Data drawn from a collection
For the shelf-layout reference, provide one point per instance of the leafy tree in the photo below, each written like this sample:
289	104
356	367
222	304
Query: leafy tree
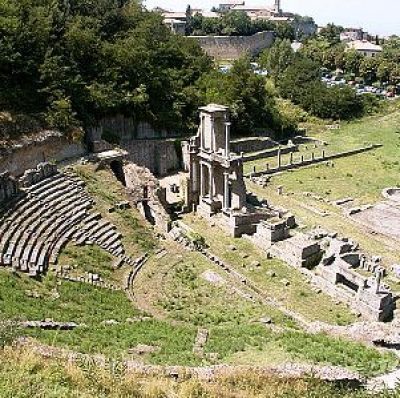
331	33
352	61
369	69
245	93
297	77
75	61
236	23
277	58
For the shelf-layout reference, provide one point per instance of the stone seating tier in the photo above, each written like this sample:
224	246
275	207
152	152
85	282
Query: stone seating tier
37	225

## What to produce
Can you copy the lines above word for word, leaving out the pictures?

## Written answer
For the shelf-layout reference, provide one point per instance of the leafy tree in the photo below, each written like this sample:
289	104
356	367
222	304
Query: leafy tree
331	33
352	61
369	69
245	93
297	77
75	61
236	23
277	58
For the shelf-layout reference, provide one point per instance of the stone seating tier in the photo above, each written like this sample:
224	246
275	207
152	152
85	282
Query: stone seating tier
37	225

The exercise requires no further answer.